• **EXTRACTED TEXT**:
Old School's the Dan Band Turned Cleverly Placed F-Words Into a Career | County Grind | South Florida | Broward Palm Beach New Times | The Leading Independent News Source in Broward-Palm Beach, Florida

Comedy

Old School's the Dan Band Turned Cleverly Placed F-Words Into a Career

There's a lot to be said about the effectiveness of a well-placed "fuck."

Dan Finnerty, the "Dan" in the Dan Band, is the likable though incredibly foul-mouthed leader and soul of the band made famous for some well-placed "fucks" in Todd Phillips' 2003 film Old School.

It almost makes one wonder if say, ten years prior, Phillips could've used the Dan Band and Finnerty's comedic stylings to interject into some of the more somber moods of his documentary Hated: GG Allin and the Murder Junkies -- maybe as counterpoint for Allin's rendition of Warren Zevon's "Carmelita." Well, that's certainly food for thought, but since the Dan Band's humble cinematic propulsion, the comedy act has continued to hone its repertoire of female-centric music and audience interactions.

Finnerty's charm is entwined with his devil-may-care Irish looks and the confidence of a man secure enough to sing Shakira and Bonnie Tyler songs while pelvic-thrusting into a frenzy that could conjure a dollar-bill rain. The New York state native, born in Rochester but raised in Steuben County, went to college in Boston's Emerson College and got his start in entertainment in the hit show Stomp. Fairly milquetoast, but it would be a drunken moment at a karaoke bar that would shape itself into the somewhat serious and now 15-year-strong Dan Band.

• **DATA LISTING**:
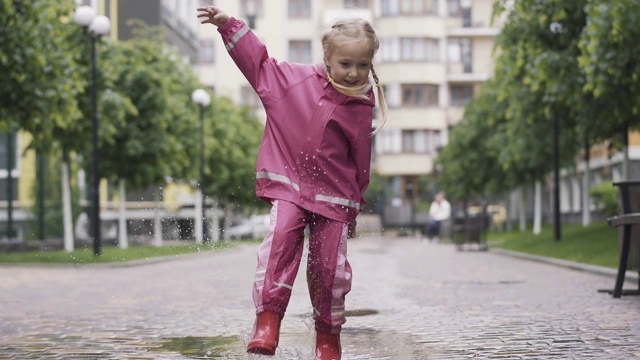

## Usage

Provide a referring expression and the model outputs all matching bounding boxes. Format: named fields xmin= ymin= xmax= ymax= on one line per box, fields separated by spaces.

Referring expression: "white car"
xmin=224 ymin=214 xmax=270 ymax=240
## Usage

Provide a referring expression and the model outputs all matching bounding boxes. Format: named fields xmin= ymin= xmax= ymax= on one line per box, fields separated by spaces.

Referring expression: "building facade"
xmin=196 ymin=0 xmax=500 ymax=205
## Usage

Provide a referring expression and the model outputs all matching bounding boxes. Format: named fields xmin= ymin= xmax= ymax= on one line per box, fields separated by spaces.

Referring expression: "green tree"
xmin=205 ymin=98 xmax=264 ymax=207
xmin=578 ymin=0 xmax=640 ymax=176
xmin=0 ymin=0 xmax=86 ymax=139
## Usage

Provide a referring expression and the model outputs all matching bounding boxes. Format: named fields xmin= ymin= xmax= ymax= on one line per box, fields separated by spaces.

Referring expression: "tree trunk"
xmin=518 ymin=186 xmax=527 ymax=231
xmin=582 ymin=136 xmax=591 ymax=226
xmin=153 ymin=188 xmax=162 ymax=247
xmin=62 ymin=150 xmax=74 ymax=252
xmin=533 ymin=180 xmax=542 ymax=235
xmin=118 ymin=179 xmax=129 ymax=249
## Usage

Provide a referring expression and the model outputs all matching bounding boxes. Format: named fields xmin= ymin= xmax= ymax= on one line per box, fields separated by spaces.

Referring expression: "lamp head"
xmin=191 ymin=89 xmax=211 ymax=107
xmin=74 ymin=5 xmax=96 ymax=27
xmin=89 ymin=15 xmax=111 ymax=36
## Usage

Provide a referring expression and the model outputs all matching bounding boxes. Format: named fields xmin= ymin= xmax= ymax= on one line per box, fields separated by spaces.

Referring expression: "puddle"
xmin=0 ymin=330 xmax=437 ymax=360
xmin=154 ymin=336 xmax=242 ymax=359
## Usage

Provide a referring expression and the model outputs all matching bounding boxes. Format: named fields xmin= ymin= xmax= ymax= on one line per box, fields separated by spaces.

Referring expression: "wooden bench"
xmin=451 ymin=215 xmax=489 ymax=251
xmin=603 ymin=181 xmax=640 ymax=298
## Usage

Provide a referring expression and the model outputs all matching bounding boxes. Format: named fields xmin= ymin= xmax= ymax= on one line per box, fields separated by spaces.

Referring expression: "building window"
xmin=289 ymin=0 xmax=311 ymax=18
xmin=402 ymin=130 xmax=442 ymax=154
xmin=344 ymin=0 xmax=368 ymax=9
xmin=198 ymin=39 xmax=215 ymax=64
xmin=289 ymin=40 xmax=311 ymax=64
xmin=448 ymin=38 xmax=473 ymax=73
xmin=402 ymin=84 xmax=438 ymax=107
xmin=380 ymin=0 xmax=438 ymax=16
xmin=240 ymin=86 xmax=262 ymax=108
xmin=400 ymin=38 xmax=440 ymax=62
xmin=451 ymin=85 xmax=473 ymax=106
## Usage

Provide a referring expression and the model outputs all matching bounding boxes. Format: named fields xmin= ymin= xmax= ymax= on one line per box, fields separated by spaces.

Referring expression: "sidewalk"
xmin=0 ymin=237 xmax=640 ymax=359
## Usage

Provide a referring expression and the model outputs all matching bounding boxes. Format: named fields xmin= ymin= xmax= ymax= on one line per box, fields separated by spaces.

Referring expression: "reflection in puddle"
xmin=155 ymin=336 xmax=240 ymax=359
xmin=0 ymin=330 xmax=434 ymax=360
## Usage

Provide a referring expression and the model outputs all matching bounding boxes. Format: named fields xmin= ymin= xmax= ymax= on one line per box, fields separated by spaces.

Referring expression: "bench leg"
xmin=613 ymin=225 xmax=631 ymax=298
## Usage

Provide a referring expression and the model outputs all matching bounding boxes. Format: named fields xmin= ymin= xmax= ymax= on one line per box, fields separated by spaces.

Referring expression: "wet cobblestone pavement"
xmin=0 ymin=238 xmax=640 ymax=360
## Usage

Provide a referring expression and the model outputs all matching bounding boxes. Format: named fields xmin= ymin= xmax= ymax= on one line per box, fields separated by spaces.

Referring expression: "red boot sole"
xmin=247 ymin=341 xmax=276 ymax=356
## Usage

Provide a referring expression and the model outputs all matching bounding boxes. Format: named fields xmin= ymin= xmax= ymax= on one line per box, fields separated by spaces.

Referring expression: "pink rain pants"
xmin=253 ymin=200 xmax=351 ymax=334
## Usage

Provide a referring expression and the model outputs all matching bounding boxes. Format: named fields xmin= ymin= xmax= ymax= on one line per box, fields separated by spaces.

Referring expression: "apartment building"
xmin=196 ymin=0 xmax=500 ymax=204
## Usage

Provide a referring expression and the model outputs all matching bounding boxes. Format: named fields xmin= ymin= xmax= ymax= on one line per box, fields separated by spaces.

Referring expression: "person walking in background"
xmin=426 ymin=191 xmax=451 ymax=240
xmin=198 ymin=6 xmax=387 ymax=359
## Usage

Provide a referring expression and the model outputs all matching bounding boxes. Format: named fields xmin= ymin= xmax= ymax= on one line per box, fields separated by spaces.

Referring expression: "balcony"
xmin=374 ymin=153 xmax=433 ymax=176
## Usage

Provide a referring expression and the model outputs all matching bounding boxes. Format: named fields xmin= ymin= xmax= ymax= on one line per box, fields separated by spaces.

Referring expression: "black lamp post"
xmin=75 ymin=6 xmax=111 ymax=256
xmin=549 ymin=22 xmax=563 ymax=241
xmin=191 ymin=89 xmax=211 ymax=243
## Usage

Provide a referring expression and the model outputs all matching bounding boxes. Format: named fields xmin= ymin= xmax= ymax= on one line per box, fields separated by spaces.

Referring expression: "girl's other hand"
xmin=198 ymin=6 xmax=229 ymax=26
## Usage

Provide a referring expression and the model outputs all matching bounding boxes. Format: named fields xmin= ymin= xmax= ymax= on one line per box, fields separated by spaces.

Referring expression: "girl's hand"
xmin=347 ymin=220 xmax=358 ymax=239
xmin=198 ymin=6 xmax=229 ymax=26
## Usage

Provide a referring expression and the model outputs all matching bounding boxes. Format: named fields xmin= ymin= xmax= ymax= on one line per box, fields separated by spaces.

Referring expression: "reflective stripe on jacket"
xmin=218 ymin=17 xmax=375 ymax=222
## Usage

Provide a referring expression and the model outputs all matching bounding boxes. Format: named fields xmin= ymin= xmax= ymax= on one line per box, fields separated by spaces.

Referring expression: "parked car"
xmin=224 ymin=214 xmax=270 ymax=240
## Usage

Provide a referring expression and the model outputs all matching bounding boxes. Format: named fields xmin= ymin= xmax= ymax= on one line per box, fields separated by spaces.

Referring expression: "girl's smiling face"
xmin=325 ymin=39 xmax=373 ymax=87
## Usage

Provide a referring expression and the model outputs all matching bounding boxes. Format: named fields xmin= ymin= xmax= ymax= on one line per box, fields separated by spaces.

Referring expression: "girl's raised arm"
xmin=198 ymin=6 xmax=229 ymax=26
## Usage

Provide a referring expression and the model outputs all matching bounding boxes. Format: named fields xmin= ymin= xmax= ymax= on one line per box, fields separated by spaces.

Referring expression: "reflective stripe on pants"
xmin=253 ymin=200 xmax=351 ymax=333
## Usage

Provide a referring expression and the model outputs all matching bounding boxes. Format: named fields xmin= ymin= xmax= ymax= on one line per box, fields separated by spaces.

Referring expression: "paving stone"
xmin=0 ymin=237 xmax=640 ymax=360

...

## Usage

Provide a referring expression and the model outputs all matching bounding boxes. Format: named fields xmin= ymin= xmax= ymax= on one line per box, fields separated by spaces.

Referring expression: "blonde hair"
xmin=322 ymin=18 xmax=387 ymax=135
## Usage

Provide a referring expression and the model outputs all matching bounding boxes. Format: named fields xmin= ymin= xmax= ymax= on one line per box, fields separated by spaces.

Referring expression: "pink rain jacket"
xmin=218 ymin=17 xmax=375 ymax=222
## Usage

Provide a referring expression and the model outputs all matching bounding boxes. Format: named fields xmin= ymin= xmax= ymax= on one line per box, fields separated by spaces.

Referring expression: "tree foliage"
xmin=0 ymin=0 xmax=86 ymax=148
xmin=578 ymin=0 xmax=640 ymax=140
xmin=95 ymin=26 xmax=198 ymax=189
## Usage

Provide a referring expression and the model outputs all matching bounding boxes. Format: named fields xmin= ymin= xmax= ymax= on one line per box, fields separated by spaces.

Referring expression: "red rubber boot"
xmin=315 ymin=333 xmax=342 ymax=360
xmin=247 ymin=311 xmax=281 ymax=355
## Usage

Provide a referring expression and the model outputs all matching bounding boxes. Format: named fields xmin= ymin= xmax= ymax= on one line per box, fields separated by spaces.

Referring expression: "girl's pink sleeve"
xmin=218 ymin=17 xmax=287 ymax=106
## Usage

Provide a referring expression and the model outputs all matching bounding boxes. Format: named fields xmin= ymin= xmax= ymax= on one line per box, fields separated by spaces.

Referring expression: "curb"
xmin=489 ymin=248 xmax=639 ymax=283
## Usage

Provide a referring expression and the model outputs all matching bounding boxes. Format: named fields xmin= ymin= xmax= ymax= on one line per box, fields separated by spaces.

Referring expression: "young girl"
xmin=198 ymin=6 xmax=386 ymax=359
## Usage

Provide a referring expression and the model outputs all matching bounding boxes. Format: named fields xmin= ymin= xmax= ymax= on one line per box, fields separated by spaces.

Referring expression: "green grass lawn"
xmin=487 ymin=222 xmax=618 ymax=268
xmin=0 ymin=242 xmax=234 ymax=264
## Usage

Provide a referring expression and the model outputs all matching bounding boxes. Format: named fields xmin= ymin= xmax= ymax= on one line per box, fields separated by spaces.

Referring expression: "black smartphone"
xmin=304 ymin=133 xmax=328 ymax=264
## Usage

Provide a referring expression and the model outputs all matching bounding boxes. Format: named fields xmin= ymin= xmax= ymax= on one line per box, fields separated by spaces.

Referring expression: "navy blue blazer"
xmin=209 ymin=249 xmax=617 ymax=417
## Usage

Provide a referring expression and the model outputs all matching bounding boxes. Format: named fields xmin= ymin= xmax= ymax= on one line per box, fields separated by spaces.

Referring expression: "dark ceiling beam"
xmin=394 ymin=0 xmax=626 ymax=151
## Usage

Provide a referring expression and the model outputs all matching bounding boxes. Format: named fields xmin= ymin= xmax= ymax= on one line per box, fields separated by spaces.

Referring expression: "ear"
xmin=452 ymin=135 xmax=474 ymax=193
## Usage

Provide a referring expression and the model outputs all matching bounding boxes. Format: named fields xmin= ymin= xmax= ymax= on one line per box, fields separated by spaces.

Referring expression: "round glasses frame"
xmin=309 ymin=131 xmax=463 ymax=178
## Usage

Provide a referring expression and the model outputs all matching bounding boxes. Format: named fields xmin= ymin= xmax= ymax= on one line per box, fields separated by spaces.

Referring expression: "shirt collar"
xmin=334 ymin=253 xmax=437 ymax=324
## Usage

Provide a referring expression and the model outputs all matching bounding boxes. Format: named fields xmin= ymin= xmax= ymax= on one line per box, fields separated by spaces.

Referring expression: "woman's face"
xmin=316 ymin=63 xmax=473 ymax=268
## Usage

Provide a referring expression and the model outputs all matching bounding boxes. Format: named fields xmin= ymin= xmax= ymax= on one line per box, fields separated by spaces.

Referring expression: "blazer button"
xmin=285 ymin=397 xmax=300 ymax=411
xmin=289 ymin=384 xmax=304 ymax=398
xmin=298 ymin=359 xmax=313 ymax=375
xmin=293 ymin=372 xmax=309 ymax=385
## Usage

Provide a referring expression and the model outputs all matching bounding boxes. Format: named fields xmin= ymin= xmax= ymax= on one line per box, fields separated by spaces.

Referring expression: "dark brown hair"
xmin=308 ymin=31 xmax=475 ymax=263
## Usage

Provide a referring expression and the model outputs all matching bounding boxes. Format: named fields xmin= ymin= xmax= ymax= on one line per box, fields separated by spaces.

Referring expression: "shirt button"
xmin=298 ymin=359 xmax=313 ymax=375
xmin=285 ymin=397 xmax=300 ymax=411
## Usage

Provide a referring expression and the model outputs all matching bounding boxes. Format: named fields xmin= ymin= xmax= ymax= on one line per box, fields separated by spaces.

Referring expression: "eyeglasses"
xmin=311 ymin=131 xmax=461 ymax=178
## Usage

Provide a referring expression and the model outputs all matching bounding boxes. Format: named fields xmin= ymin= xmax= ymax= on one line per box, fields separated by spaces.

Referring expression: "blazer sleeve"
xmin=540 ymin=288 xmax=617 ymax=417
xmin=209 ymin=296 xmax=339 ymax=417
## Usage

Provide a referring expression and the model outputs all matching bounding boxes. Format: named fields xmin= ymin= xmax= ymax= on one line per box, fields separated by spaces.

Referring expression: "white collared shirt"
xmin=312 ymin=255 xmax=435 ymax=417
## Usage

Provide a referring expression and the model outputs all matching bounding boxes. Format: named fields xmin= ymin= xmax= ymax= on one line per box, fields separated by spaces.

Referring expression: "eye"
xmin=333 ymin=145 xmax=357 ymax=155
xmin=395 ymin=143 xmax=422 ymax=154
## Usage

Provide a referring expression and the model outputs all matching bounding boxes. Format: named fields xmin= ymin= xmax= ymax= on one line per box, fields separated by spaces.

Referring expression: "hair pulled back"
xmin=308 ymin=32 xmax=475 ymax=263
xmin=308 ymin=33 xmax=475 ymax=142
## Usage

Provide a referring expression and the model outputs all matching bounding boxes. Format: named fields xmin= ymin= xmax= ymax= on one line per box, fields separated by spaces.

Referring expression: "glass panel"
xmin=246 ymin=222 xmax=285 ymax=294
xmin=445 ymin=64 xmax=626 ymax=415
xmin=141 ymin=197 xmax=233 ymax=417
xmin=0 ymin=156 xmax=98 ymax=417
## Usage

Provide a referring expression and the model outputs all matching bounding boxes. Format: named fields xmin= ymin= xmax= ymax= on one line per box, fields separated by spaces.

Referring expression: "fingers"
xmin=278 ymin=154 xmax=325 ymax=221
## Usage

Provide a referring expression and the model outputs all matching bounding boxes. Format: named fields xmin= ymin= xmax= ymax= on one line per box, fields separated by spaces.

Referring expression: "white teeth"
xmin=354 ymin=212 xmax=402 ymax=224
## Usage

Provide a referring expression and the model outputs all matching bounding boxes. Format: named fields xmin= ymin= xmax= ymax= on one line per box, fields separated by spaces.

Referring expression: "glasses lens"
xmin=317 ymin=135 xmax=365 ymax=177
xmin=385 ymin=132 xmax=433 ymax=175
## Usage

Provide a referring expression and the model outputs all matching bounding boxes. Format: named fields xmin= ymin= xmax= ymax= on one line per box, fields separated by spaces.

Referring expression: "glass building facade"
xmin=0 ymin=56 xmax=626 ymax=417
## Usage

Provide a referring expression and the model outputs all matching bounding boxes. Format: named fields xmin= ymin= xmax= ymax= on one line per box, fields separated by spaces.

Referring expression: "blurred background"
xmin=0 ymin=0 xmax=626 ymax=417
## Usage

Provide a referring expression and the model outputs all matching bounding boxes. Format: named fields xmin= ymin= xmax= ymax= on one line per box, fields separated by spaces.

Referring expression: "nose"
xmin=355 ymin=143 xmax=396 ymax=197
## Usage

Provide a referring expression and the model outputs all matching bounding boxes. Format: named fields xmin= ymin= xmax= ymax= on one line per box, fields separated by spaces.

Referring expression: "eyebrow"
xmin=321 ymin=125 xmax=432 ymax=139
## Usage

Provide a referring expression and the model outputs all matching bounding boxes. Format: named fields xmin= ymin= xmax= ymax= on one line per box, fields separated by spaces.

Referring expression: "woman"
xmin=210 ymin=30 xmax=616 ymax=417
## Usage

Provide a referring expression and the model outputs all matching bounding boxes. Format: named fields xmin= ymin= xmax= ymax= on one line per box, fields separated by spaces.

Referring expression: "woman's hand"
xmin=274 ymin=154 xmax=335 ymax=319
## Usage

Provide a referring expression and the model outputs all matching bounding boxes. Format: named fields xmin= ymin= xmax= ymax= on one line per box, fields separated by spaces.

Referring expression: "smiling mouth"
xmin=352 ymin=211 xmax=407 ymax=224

==

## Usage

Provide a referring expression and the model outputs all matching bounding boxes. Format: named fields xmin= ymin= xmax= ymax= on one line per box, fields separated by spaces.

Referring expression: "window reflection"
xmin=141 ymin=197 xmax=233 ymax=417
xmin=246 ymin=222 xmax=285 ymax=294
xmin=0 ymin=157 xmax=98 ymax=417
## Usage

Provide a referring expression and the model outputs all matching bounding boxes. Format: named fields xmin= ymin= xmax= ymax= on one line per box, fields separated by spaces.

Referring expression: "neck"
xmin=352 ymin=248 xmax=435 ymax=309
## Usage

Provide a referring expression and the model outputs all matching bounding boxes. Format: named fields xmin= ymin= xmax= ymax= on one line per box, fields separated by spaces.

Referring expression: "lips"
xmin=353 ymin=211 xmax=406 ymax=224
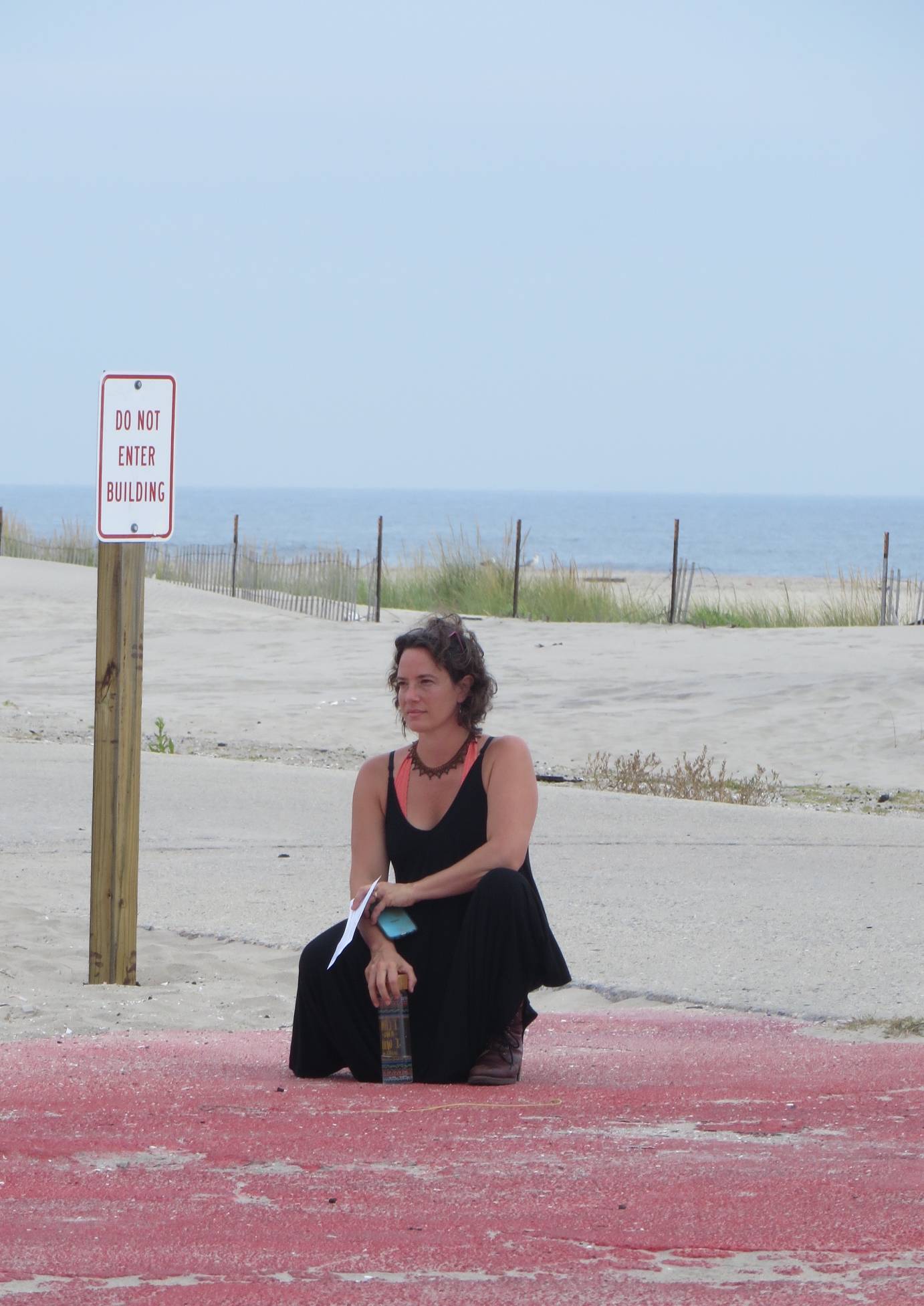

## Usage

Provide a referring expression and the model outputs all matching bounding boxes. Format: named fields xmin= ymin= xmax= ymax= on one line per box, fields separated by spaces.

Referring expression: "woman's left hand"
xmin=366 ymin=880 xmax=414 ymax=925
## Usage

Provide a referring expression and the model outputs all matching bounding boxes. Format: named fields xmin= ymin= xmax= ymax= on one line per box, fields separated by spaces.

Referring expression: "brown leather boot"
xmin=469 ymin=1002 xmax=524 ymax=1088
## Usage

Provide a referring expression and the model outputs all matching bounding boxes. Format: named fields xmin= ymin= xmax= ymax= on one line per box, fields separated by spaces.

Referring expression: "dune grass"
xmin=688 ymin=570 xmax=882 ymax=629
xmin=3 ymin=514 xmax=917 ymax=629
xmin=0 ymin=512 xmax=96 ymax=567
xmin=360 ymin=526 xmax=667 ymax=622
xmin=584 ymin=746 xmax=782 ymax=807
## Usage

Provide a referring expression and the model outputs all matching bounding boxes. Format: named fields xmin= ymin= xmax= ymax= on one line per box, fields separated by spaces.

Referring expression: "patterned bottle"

• **WHAT THIS TASK INVOLVES**:
Continue the article about the Dan Band from its last sentence. The listing has nothing to do with what comes next.

• **RESULT OF THE TASK**:
The band has evolved from a parody outfit focusing on female musicians to a full-fledged concert event that has a live album and a Christmas disc, the appropriately titled Ho -- A Dan Band X-Mas, under its belt.

A typical Dan Band concert will go through some motions that set up the coming barrage of f-bombs. They play their filmography strengths with "Total Eclipse of the Heart," but that's just part of the pastiche: The Dan Band itself is a full extension of Finnerty's juvenile façade. The conservatively clad backup singers and musicians aptly serve as straight men to his onstage shenanigans and audience baiting/interacting, played with stone-faced accuracy by a revolving cast usually billed as "etc..." after Finnerty's name.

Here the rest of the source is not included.